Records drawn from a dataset
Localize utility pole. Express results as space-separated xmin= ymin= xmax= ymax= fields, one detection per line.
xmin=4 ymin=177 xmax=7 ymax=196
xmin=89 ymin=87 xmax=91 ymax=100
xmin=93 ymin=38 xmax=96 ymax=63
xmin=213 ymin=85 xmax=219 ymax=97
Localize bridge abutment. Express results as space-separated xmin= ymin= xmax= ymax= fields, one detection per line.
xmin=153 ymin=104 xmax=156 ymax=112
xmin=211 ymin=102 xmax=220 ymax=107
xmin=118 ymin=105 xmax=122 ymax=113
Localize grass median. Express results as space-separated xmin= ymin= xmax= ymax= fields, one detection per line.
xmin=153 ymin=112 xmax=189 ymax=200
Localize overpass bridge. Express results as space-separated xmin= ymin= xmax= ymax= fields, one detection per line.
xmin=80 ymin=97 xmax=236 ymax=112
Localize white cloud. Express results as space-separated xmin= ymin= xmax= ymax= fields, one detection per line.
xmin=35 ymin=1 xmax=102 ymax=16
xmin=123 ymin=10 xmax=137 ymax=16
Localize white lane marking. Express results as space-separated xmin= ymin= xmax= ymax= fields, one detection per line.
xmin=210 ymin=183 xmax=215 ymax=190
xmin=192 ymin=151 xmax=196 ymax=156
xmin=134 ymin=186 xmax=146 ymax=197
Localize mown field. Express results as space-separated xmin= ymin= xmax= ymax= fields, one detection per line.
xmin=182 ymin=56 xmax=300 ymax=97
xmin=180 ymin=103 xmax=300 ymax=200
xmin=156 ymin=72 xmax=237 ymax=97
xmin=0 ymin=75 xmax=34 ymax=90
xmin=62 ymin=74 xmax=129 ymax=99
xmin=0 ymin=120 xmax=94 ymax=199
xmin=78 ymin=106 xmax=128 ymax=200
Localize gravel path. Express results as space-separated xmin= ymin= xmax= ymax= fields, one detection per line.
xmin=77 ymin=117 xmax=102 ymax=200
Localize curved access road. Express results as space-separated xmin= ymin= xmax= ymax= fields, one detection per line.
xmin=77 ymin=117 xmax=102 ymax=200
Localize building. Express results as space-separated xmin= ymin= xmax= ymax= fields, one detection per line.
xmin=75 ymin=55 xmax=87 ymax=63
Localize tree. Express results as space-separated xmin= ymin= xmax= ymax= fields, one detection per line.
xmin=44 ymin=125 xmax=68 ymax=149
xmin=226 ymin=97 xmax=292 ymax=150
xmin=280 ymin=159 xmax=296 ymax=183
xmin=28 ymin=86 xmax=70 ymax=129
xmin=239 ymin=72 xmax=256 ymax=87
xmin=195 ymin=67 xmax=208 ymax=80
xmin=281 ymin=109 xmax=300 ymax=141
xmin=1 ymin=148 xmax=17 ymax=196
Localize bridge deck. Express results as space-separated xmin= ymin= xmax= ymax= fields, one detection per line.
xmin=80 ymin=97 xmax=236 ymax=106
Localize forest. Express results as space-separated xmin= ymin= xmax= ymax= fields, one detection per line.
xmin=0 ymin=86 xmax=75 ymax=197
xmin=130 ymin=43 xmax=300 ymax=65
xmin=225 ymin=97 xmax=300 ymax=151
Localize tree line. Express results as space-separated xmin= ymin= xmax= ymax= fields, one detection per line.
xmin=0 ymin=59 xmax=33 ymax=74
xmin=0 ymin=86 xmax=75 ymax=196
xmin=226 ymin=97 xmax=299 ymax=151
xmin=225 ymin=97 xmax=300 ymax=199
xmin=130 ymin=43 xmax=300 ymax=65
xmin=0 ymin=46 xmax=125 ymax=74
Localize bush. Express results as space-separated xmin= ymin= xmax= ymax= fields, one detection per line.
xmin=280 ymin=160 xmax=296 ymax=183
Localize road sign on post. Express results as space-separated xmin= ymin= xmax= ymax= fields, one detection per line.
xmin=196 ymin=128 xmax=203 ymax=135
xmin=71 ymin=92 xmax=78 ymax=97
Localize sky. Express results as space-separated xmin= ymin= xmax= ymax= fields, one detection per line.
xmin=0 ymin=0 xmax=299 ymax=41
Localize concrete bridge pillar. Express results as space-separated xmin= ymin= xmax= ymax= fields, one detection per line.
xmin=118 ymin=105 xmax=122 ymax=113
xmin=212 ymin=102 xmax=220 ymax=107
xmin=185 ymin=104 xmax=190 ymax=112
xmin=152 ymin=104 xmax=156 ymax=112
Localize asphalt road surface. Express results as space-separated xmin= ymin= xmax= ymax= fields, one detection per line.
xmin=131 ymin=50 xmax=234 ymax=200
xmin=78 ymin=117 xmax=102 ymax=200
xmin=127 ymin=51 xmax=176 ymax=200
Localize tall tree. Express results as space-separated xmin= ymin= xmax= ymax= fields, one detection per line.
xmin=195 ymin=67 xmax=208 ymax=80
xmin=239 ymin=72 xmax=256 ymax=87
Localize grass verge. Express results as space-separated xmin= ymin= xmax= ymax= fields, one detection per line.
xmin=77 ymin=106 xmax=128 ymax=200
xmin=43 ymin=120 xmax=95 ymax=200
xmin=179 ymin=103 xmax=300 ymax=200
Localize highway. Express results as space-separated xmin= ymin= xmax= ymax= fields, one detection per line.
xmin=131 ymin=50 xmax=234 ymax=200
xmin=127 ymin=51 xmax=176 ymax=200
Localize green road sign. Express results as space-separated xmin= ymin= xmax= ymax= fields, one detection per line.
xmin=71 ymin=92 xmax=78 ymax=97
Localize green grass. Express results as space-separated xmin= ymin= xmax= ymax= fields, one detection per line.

[Work instruction] The full set of entries has to be duplicated precisely.

[Worked solution]
Localize utility pole. Express results as space-separated xmin= ymin= xmax= ymax= fields, one detection per line.
xmin=4 ymin=177 xmax=7 ymax=196
xmin=89 ymin=87 xmax=91 ymax=100
xmin=93 ymin=38 xmax=96 ymax=63
xmin=213 ymin=85 xmax=219 ymax=97
Localize bridge abutment. Express results as space-separated xmin= ymin= xmax= ymax= fields, one detection per line.
xmin=153 ymin=104 xmax=156 ymax=112
xmin=211 ymin=102 xmax=220 ymax=107
xmin=118 ymin=105 xmax=122 ymax=113
Localize grass median. Express results as space-separated xmin= ymin= xmax= ymax= fields, one detection per line.
xmin=153 ymin=112 xmax=189 ymax=200
Localize overpass bridge. Express results as space-separated xmin= ymin= xmax= ymax= fields, one detection per line.
xmin=80 ymin=97 xmax=236 ymax=112
Localize white cloud. Express results as space-separated xmin= ymin= xmax= ymax= fields, one detection per line.
xmin=35 ymin=1 xmax=102 ymax=16
xmin=123 ymin=10 xmax=137 ymax=16
Localize white lane marking. Express results as space-separated xmin= ymin= xmax= ymax= fields, one detection per line.
xmin=210 ymin=183 xmax=215 ymax=190
xmin=192 ymin=151 xmax=196 ymax=156
xmin=134 ymin=186 xmax=146 ymax=197
Localize mown field. Express results as space-separated xmin= ymin= xmax= ymax= fields, one detection per line.
xmin=182 ymin=56 xmax=300 ymax=97
xmin=180 ymin=103 xmax=300 ymax=200
xmin=156 ymin=72 xmax=237 ymax=97
xmin=0 ymin=75 xmax=34 ymax=90
xmin=62 ymin=74 xmax=129 ymax=99
xmin=0 ymin=120 xmax=94 ymax=199
xmin=78 ymin=106 xmax=128 ymax=200
Localize gravel path. Express results as space-separated xmin= ymin= xmax= ymax= fields, one detection per line.
xmin=77 ymin=117 xmax=102 ymax=200
Localize curved access road. Express results as space-separated xmin= ymin= xmax= ymax= fields, one detection per line.
xmin=77 ymin=117 xmax=102 ymax=200
Localize building. Express results as space-separated xmin= ymin= xmax= ymax= fields, one detection per line.
xmin=75 ymin=55 xmax=87 ymax=63
Localize tree. Express results as space-separated xmin= ymin= xmax= ymax= fields, one detection per line.
xmin=44 ymin=125 xmax=68 ymax=149
xmin=226 ymin=97 xmax=292 ymax=150
xmin=280 ymin=159 xmax=296 ymax=183
xmin=28 ymin=86 xmax=70 ymax=129
xmin=239 ymin=72 xmax=256 ymax=87
xmin=195 ymin=67 xmax=208 ymax=80
xmin=281 ymin=109 xmax=300 ymax=141
xmin=1 ymin=148 xmax=17 ymax=196
Localize bridge deck. Express results as space-separated xmin= ymin= xmax= ymax= fields, one detection per line.
xmin=80 ymin=97 xmax=236 ymax=106
Localize forest. Express results as space-separated xmin= ymin= xmax= ymax= fields, one detection per line.
xmin=0 ymin=86 xmax=75 ymax=197
xmin=130 ymin=43 xmax=300 ymax=65
xmin=225 ymin=97 xmax=300 ymax=151
Localize tree line. Express results as space-separated xmin= ymin= xmax= ymax= fields, one detection per line.
xmin=0 ymin=59 xmax=33 ymax=74
xmin=0 ymin=86 xmax=75 ymax=196
xmin=226 ymin=97 xmax=299 ymax=151
xmin=225 ymin=97 xmax=300 ymax=199
xmin=130 ymin=43 xmax=300 ymax=65
xmin=0 ymin=46 xmax=125 ymax=74
Localize bush. Express results as space-separated xmin= ymin= xmax= ymax= fields, one detection per line.
xmin=280 ymin=160 xmax=296 ymax=183
Localize road sign on post. Express results as space-separated xmin= ymin= xmax= ymax= fields, one detection per line.
xmin=196 ymin=128 xmax=203 ymax=135
xmin=71 ymin=92 xmax=78 ymax=97
Localize sky. Express results as space-separated xmin= ymin= xmax= ymax= fields, one detection per line.
xmin=0 ymin=0 xmax=299 ymax=41
Localize concrete bridge pillar. Express results as space-separated xmin= ymin= xmax= ymax= fields, one detection per line.
xmin=118 ymin=105 xmax=122 ymax=113
xmin=212 ymin=102 xmax=220 ymax=107
xmin=185 ymin=104 xmax=190 ymax=112
xmin=152 ymin=104 xmax=156 ymax=112
Localize asphalt road surface. Express results as space-separated xmin= ymin= xmax= ymax= fields, one detection per line.
xmin=131 ymin=50 xmax=234 ymax=200
xmin=78 ymin=117 xmax=102 ymax=200
xmin=127 ymin=51 xmax=176 ymax=200
Localize tall tree. Express results as space-separated xmin= ymin= xmax= ymax= fields, one detection per line.
xmin=195 ymin=67 xmax=208 ymax=80
xmin=239 ymin=72 xmax=256 ymax=87
Localize grass verge. Express results as space-separated xmin= ymin= xmax= ymax= fields, one detection per line.
xmin=77 ymin=106 xmax=128 ymax=200
xmin=43 ymin=120 xmax=95 ymax=200
xmin=179 ymin=103 xmax=300 ymax=200
Localize highway. Express results as space-separated xmin= ymin= xmax= ymax= fields, one detection per line.
xmin=131 ymin=50 xmax=234 ymax=200
xmin=127 ymin=51 xmax=176 ymax=200
Localize green road sign. Express results as space-separated xmin= ymin= xmax= ymax= fields, one detection per line.
xmin=71 ymin=92 xmax=78 ymax=97
Localize green grass. Express results as space-separated xmin= ymin= xmax= ymax= fields, one detection per line.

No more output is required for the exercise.